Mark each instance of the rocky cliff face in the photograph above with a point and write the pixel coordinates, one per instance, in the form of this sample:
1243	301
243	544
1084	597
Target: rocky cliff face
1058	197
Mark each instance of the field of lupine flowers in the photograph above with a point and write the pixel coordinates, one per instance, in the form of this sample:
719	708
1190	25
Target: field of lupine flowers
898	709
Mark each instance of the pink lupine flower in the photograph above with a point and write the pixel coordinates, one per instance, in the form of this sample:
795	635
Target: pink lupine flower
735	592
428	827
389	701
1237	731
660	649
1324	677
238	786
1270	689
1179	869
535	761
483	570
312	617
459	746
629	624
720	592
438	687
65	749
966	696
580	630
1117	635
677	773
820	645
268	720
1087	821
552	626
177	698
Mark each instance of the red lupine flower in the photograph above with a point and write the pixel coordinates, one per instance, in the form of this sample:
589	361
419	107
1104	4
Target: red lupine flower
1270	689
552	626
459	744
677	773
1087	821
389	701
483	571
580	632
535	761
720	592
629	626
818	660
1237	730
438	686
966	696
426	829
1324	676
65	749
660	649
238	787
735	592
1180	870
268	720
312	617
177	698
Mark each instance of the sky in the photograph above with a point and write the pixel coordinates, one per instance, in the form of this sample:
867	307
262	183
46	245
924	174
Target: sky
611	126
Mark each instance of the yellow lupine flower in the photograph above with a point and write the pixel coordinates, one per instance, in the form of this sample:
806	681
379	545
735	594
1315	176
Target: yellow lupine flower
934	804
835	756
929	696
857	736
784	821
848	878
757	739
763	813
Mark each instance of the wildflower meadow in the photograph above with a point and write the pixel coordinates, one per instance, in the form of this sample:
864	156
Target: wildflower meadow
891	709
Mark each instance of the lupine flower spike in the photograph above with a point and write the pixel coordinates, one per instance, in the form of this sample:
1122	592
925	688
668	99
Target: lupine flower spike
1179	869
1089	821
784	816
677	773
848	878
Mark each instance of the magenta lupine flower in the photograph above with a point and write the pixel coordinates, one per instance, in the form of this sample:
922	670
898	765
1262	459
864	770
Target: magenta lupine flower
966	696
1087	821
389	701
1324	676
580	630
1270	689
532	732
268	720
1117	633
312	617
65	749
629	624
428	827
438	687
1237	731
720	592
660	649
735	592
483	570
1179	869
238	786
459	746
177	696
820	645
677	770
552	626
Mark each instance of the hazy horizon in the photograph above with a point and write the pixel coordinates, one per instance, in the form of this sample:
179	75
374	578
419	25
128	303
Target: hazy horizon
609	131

※ ※ ※

- What you need to do -
Output every record in full, exactly as it was given.

- Solved exercise -
Mark each instance of the rocky cliff face in the photograph above with a point and write the pixel coordinates, one per instance, in the form of this sample:
1243	301
243	544
1084	597
Target: rocky cliff face
1058	197
Mark each instance of the field of lupine flowers in the photograph above with a point and write the pixel coordinates, one per instance, in the form of this sample:
719	708
1190	25
Target: field of lupine flowers
898	709
Mark each instance of the pink lupine flower in the photograph above with a point and write the pixel coordinates, one per instance, in the form of this sample:
795	635
Target: pink lupine flower
735	592
428	827
389	701
1237	731
660	649
1324	677
238	786
1270	689
1179	869
535	761
483	570
312	617
459	746
629	624
720	592
438	687
65	749
966	696
580	630
1117	635
677	773
820	645
268	720
1087	821
552	626
177	698
Mark each instance of the red lupine flower in the photograph above with a point and write the pixel coordinates, one per instance, in the form of this sample:
589	361
419	107
1104	4
Target: red lupine flower
1270	689
552	626
459	744
677	773
1087	821
389	701
483	571
580	632
535	761
720	592
629	626
818	660
1237	730
438	686
966	696
426	829
1324	676
65	749
660	649
238	787
735	592
1180	870
268	720
312	617
177	698
Mark each instance of the sky in the photograph above with a point and write the pixel coordinates, one per instance, in the form of this sample:
867	307
262	183
46	245
924	174
Target: sky
611	126
Mark each instance of the yellow lupine flower in the photograph above with a point and write the pixel coordinates, one per instance, in the form of this sample:
806	681
379	545
735	594
1315	176
Target: yellow lupine flower
934	804
835	756
929	696
857	736
784	821
848	878
757	739
763	813
Mark each instance of the wildflower meadow in the photograph above with a point and write the pixel coordinates, one per instance, in the form of this sample:
864	156
Target: wildflower meadow
891	709
Mark each instance of the lupine flower spike in the photograph above with a point and write the pixel coordinates, one per instance, in the form of this sample:
1122	592
925	688
668	99
Target: lupine flower spike
1179	869
1089	821
784	816
677	773
848	878
Mark each instance of the magenta lupine flower in the photograph above with a point and write the pixel coordinates, one per instance, in the form of this sample:
922	670
898	765
1262	459
864	770
Target: magenta lupine flower
966	696
1087	821
389	701
1324	676
580	630
1270	689
532	732
268	720
1117	633
312	617
65	749
629	624
428	827
438	687
1237	731
720	592
660	649
735	592
483	570
1179	869
238	786
459	746
177	696
820	645
677	770
552	626
Mark each instance of the hazy horizon in the photograph above with a point and write the pixel coordinates, one per instance, in the form of this sample:
179	75
374	578
419	25
128	303
Target: hazy horizon
609	131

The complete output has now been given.